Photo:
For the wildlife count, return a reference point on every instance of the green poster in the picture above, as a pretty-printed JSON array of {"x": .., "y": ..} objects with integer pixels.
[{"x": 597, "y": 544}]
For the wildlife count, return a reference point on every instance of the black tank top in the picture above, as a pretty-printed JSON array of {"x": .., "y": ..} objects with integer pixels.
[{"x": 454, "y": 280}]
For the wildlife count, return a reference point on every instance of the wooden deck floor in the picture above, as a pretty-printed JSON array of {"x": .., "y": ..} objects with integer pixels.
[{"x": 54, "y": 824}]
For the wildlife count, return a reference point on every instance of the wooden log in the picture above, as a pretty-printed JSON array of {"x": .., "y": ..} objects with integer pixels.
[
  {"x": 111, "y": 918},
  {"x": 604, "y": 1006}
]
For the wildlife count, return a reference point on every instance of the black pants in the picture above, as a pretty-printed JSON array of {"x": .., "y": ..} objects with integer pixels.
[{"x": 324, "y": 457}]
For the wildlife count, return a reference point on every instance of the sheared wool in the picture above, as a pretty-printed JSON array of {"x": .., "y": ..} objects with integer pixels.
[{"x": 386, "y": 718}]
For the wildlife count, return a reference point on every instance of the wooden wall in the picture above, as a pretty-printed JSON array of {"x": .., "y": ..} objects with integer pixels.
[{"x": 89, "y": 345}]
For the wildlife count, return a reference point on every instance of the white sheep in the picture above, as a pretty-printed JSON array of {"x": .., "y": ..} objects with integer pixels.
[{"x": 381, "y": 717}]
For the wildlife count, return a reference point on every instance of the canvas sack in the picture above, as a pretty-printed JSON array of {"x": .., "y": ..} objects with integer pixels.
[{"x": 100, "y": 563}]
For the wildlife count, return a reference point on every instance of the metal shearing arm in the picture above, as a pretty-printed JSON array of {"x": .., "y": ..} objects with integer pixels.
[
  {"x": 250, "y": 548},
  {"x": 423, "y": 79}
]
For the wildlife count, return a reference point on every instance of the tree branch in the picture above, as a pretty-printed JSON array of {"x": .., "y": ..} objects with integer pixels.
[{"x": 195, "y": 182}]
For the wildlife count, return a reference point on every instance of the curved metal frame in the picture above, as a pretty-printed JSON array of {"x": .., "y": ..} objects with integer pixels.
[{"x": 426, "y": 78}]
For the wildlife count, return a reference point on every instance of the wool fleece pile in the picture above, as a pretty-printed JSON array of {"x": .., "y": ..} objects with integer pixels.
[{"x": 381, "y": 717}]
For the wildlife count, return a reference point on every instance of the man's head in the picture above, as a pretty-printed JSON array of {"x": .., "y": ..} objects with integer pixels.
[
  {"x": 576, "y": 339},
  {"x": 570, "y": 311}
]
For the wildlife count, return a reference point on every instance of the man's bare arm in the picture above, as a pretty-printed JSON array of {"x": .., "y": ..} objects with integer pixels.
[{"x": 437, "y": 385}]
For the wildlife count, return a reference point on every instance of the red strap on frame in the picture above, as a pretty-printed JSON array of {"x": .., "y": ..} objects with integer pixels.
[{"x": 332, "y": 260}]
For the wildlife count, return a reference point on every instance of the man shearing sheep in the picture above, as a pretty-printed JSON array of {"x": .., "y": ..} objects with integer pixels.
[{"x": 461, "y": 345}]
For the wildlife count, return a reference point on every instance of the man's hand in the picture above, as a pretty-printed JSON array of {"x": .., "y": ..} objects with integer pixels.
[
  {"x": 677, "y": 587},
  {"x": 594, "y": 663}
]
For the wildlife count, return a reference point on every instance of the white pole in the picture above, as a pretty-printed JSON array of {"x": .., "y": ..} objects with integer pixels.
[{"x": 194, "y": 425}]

━━━━━━━━━━━━━━━━━━━━━━━━━━━━━━

# [Short problem]
All of the records must be repeated exactly.

# [Result for this exercise]
Photo:
For the wildlife count, return a reference point on every instance of the green poster in the picture above, as a pretty-printed JSON array of {"x": .., "y": ..} objects with integer pixels.
[{"x": 597, "y": 544}]
For the wildlife count, return a reference point on every instance of the black tank top in the picture above, as a pretty-printed JSON array of {"x": .., "y": ..} objects with integer pixels.
[{"x": 454, "y": 280}]
For the wildlife count, return a reference point on every instance of the wooden deck floor in the picture above, as a pretty-printed JSON array of {"x": .., "y": ..} objects with integer pixels.
[{"x": 54, "y": 824}]
For the wildlife count, return a reference point on every instance of the wooden log in the picture above, as a pretty-printed JSON array of {"x": .., "y": ..} objects with integer pixels.
[
  {"x": 111, "y": 918},
  {"x": 604, "y": 1006}
]
For the wildlife count, return a reference point on every instance of the black pants in the picture above, as a pretty-printed JSON array of {"x": .., "y": ..} objects with integer pixels.
[{"x": 324, "y": 457}]
For the wildlife count, return a reference point on every instance of the sheared wool in the picture above, as a pretty-printed JSON array of {"x": .., "y": ..} objects with integer pixels.
[{"x": 386, "y": 718}]
For the wildlife count, return a reference point on every instance of the wooden wall in the picture above, as a pretty-printed JSON array of {"x": .., "y": ..} objects with integer pixels.
[{"x": 89, "y": 345}]
For the wildlife count, return a reference point on every instance of the white sheep in the picture above, as a pretty-printed JSON array of {"x": .., "y": ..} objects with integer pixels.
[{"x": 381, "y": 717}]
For the wildlife count, return a reference point on every instance of the canvas sack in the picture above, as a pretty-printed JSON array of {"x": .., "y": ..} objects with integer pixels.
[{"x": 100, "y": 563}]
For the wildlife count, return a reference point on every instance of the metal shearing arm in the picture above, as a pretty-printed JSON array of {"x": .., "y": ..} objects with integer pixels.
[
  {"x": 250, "y": 548},
  {"x": 423, "y": 79}
]
For the wildlife count, return a reference point on every instance of the tree branch in the picture above, as a pretty-printed JSON array of {"x": .., "y": ..} objects with integer pixels.
[{"x": 195, "y": 182}]
For the wildlife count, return a reference point on every instance of the curved metal frame in the picture above, as a pretty-printed JSON array of {"x": .., "y": ..} objects with integer pixels.
[{"x": 426, "y": 78}]
For the wildlife count, return a reference point on every instance of the wool fleece pile in the picture above, as a pretty-printed JSON array of {"x": .., "y": ..} objects with integer pixels.
[{"x": 381, "y": 717}]
For the wildlife count, return a reference point on every instance of the man's head in the picture above, as a pretty-printed JSON array of {"x": .., "y": ..} objects with integer pixels.
[
  {"x": 576, "y": 339},
  {"x": 570, "y": 311}
]
For the wildlife count, return a reference point on every instance of the man's bare arm in the picture above, as a pretty-printed JSON array of {"x": .., "y": ..} objects with integer pixels.
[{"x": 437, "y": 385}]
For the wildlife count, return a reference point on every instance of the red strap on frame in the picture above, as a pretty-printed JSON array of {"x": .., "y": ..} objects with integer pixels.
[{"x": 332, "y": 260}]
For the wildlife count, return a reference point on every instance of the man shearing sheep in the picture above, as a pretty-printed JSON array of {"x": .., "y": ..} objects with integer pixels.
[{"x": 461, "y": 345}]
For the wildlife count, return a reference point on every instance of the man's hand in the picture above, as a pretty-printed JSON array of {"x": .., "y": ..} objects with integer pixels.
[
  {"x": 677, "y": 587},
  {"x": 594, "y": 663}
]
For the wildlife count, return a reference point on every instance of the white pole in the picture above, as a pretty-printed JSON array of {"x": .., "y": ..} objects with integer pixels.
[{"x": 194, "y": 425}]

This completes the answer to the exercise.